Locate each line in the records below that includes the word "tree" and copy it out in full. Match upper and lower case exactly.
-- Start Stored rows --
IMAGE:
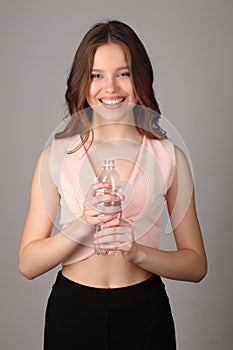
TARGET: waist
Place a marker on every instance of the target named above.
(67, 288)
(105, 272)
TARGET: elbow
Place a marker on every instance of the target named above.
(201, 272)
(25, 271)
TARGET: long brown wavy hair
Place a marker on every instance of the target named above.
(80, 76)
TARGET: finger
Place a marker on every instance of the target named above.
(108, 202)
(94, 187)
-- End Stored rows --
-- Start Stored rows --
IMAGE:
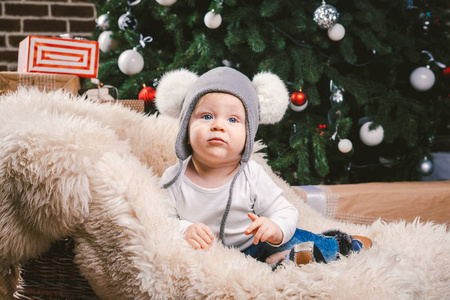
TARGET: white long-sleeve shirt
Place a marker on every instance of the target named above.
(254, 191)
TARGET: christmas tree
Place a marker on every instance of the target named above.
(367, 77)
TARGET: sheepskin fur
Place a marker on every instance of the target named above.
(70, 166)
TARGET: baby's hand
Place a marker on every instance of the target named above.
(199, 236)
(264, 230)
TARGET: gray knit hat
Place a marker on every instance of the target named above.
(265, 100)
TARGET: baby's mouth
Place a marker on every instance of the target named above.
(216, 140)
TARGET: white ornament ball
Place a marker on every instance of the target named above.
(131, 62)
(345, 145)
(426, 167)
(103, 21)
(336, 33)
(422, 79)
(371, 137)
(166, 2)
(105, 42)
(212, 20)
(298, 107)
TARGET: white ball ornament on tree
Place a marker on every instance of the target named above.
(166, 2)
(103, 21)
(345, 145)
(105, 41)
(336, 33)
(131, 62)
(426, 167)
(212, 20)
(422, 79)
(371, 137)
-- End Stored rows --
Task response -
TARGET: christmas tree
TARGET: white ball ornament on tree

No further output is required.